Cette illusion de domination va se traduire notamment dans les périodes électorales à travers une propagande raciste et une mobilisation qui confond sciemment compétition électorale et affrontement ethnique ou régional. Ainsi, l'unité nationale, qui est un concept pratique matérialisé par des manifestations concrètes de la vie quotidienne, notamment par des gestes de solidarité, à travers les relations de parenté et de bon voisinage perd tout son sens, dans la mesure où l'ethnocratie a été l'occasion de s'entretuer sur base ethnique et régionale.

Pour Classe L, (1930) il y a dans l'ethnocratie une crise d'identité qui se traduit par l'effritement de la conscience historique d'appartenir à une même nation et par l'ébranlement de la confiance entre les différentes composantes de la société. Actuellement, nombreux sont, particulièrement dans la classe politique, qui prônent et privilégient l'appartenance ethnique ou régionale au dépens de la citoyenneté nationale. Ainsi, l'idéologie de la haine, du génocide et de l'exclusion s'enracine partout.

Dans la région des Grands Lacs, les leaders politiques instrumentalisent les réfugiés à des fins ethnocratiques. Ils utilisent les réfugiés comme une arme redoutable pour déstabiliser leurs pays d'origine. Des rébellions prennent naissance dans d'autres pays et ont parfois réussi à s'emparer du pouvoir après de meurtrières guerres de libération sous fond ethnocratique.

DONNÉES FOURNIES:

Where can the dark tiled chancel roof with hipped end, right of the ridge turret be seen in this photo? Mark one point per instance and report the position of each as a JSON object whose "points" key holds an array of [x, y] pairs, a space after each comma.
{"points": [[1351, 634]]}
--
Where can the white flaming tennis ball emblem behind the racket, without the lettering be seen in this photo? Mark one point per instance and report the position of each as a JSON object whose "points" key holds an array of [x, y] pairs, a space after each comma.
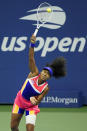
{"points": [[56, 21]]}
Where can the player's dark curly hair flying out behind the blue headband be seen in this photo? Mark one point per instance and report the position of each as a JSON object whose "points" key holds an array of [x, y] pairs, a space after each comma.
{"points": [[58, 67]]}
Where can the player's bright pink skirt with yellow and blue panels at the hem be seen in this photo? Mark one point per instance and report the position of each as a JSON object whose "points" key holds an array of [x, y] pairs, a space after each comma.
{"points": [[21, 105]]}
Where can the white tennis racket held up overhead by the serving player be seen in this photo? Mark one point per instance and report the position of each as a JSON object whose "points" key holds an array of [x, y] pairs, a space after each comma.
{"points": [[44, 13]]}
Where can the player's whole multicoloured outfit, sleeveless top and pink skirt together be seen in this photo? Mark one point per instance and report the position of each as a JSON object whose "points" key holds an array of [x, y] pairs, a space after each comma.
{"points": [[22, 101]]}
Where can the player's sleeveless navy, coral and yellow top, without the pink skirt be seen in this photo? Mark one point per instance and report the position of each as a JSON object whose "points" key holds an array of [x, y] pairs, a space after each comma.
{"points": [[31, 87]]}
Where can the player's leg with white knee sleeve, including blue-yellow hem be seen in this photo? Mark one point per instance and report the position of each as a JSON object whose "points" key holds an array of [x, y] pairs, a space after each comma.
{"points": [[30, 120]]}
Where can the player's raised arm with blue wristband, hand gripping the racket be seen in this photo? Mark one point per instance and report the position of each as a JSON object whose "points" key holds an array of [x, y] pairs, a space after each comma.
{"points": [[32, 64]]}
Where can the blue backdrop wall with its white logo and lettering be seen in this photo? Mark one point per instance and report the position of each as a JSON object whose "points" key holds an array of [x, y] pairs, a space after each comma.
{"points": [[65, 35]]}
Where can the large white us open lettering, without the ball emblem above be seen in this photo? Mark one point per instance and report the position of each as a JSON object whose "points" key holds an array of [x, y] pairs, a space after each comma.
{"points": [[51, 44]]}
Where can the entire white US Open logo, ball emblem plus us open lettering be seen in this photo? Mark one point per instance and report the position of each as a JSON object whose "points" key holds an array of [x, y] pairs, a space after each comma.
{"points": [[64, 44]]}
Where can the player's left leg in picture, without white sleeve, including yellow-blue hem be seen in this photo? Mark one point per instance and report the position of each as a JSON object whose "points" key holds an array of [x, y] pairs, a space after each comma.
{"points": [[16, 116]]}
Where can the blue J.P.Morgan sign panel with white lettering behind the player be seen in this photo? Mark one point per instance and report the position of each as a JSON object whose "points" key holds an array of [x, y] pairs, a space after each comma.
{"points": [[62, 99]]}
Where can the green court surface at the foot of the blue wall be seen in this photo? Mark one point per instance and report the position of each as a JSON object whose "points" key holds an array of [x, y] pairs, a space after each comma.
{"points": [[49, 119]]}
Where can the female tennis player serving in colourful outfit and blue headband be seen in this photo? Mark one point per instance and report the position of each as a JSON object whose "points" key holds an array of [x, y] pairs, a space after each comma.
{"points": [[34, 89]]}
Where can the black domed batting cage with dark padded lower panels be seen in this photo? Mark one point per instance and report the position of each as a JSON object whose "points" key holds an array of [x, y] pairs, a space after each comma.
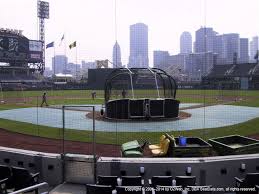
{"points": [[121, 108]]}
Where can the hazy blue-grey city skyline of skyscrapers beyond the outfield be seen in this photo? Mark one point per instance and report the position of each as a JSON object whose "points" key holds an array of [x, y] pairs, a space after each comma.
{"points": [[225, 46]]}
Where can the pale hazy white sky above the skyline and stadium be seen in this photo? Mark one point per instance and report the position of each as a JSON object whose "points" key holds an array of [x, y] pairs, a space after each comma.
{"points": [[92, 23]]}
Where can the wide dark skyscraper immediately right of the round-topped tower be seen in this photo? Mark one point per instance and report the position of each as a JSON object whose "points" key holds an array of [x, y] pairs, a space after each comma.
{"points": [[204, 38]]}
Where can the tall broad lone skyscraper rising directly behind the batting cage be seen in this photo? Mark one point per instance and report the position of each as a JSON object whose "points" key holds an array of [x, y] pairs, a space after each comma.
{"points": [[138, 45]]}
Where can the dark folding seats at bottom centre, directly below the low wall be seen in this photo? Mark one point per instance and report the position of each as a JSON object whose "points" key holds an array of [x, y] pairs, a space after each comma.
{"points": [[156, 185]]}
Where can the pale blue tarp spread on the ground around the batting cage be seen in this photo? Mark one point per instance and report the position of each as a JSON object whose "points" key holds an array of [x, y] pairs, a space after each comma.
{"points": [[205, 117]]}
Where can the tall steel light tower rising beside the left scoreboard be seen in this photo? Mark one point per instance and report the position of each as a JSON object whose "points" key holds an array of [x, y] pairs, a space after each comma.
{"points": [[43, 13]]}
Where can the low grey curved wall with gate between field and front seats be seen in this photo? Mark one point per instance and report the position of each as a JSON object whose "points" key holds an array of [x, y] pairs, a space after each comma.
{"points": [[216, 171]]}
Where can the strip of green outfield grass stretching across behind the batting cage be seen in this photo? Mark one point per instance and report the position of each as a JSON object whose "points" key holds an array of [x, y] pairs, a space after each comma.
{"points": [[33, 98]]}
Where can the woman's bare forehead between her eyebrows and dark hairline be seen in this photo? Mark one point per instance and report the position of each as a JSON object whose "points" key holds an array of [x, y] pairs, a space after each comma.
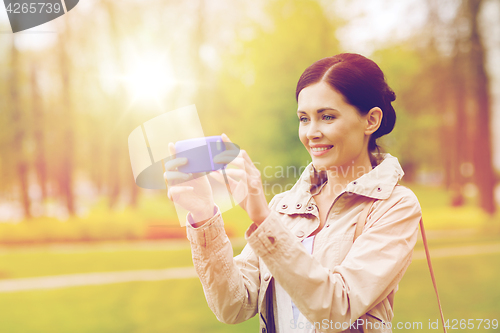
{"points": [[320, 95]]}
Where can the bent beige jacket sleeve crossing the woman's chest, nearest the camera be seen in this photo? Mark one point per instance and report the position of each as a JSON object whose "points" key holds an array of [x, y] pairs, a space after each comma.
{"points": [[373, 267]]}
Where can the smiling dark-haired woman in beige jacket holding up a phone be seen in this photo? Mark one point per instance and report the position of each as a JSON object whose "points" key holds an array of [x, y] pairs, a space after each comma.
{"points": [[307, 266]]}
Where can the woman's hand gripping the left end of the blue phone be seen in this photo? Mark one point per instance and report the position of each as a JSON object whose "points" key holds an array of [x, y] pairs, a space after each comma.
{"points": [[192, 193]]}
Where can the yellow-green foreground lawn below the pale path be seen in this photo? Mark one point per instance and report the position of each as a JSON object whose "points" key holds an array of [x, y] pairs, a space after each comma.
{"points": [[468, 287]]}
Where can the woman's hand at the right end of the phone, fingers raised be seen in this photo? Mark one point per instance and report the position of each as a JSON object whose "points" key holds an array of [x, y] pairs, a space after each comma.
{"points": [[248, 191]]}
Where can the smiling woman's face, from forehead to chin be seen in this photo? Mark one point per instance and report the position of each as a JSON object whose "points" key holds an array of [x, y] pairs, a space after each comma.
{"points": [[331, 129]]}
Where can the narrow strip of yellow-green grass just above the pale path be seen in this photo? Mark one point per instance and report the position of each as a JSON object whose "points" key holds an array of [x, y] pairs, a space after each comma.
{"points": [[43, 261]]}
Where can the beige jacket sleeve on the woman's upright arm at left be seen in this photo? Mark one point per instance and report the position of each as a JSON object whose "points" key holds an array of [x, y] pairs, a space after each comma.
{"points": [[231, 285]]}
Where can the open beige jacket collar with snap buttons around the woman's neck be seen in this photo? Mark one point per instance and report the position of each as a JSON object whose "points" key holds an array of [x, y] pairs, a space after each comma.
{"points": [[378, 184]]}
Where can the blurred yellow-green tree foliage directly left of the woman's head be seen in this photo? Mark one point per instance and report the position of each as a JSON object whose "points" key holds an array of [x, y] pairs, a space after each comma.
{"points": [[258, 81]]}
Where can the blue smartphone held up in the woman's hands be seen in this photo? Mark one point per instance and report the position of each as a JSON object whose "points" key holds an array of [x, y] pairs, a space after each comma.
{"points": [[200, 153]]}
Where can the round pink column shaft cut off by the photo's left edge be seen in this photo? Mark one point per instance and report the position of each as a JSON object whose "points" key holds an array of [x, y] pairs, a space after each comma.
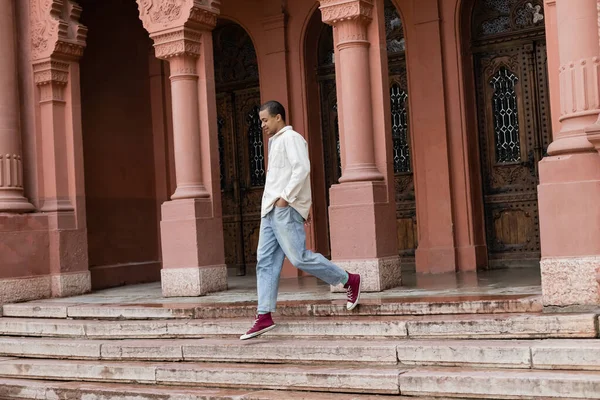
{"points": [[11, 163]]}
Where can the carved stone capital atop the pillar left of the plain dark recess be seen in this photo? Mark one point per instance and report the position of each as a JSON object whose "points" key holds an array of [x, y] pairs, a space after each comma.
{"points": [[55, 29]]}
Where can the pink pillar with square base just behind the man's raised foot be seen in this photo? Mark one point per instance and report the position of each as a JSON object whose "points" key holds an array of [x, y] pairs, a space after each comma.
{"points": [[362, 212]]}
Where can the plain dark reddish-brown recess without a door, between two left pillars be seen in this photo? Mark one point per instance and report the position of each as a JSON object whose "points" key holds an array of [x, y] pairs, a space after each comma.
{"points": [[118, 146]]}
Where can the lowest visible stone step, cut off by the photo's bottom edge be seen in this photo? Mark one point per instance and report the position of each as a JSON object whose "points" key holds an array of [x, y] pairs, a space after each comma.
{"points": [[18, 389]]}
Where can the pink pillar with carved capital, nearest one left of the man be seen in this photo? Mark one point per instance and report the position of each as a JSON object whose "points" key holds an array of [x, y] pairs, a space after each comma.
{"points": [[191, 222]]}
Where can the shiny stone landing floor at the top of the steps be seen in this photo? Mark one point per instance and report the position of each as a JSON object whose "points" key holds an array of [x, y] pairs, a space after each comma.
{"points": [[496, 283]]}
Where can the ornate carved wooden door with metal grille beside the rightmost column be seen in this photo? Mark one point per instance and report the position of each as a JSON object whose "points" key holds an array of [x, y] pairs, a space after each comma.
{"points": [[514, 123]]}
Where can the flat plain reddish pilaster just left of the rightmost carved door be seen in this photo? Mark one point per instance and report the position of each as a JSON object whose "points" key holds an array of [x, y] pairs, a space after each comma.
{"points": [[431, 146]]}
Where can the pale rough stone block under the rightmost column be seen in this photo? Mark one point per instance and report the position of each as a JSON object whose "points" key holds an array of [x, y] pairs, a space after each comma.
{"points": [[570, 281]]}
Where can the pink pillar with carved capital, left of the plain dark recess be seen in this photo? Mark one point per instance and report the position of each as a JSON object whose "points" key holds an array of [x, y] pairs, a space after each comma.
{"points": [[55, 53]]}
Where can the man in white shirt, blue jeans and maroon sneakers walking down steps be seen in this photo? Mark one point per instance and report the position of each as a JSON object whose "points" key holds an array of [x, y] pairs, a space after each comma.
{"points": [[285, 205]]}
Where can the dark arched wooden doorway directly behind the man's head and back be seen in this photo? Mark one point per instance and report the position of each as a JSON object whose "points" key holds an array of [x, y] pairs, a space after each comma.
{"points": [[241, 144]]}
==
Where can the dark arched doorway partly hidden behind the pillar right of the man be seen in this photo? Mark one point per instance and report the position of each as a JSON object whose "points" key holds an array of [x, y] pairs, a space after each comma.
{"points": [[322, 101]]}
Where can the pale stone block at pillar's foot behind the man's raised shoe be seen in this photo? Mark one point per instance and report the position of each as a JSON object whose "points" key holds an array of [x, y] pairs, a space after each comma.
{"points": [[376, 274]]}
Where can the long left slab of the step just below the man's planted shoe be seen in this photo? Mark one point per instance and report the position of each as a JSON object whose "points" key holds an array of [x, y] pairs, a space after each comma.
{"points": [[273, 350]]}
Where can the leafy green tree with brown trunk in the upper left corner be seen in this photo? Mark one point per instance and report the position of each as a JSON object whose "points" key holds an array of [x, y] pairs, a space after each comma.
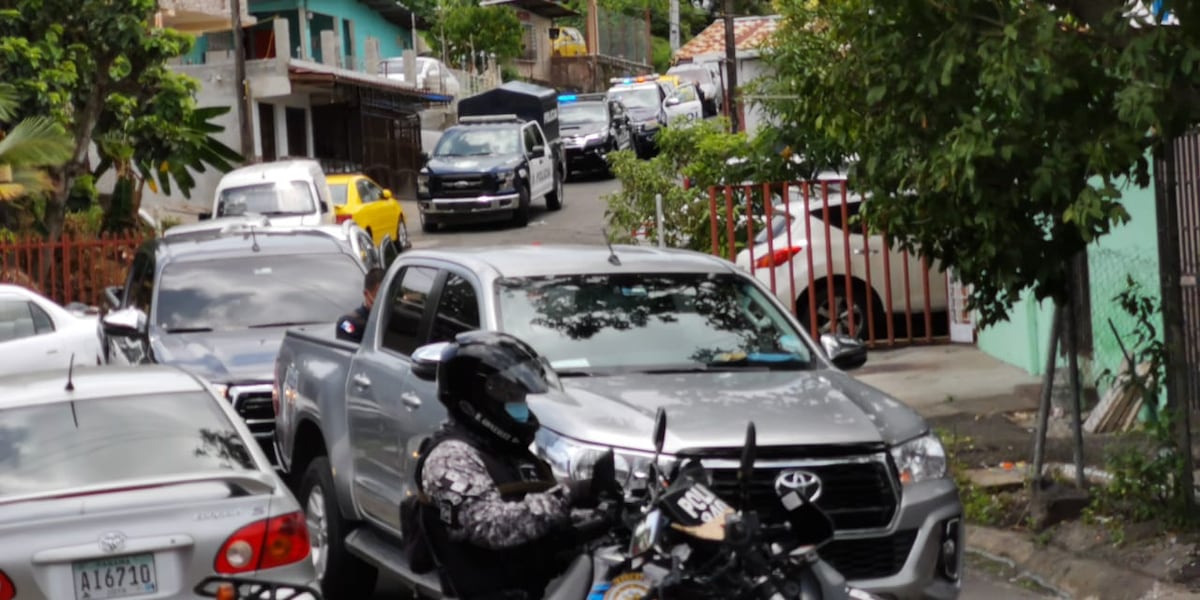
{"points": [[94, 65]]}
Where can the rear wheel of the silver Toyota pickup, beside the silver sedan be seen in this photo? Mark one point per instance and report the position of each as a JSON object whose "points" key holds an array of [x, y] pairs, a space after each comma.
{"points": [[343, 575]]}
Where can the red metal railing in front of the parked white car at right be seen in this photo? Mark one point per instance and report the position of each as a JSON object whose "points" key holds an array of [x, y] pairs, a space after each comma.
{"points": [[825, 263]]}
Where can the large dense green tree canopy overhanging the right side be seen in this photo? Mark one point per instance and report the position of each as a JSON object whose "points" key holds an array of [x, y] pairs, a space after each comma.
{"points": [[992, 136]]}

CONSIGNES DE TRAVAIL:
[1] Traduisez en anglais cette phrase du passage cité : « Ils utilisent les réfugiés comme une arme redoutable pour déstabiliser leurs pays d'origine. »
[2] Recopiez une partie du passage cité. Commencez aux mots « Pour Classe L, (1930) » et arrêtez-vous après les mots « sous fond ethnocratique. ».

CORRIGÉ DE L'EXERCICE:
[1] They use refugees as a formidable weapon to destabilize their countries of origin.

[2]
Pour Classe L, (1930) il y a dans l'ethnocratie une crise d'identité qui se traduit par l'effritement de la conscience historique d'appartenir à une même nation et par l'ébranlement de la confiance entre les différentes composantes de la société. Actuellement, nombreux sont, particulièrement dans la classe politique, qui prônent et privilégient l'appartenance ethnique ou régionale au dépens de la citoyenneté nationale. Ainsi, l'idéologie de la haine, du génocide et de l'exclusion s'enracine partout.

Dans la région des Grands Lacs, les leaders politiques instrumentalisent les réfugiés à des fins ethnocratiques. Ils utilisent les réfugiés comme une arme redoutable pour déstabiliser leurs pays d'origine. Des rébellions prennent naissance dans d'autres pays et ont parfois réussi à s'emparer du pouvoir après de meurtrières guerres de libération sous fond ethnocratique.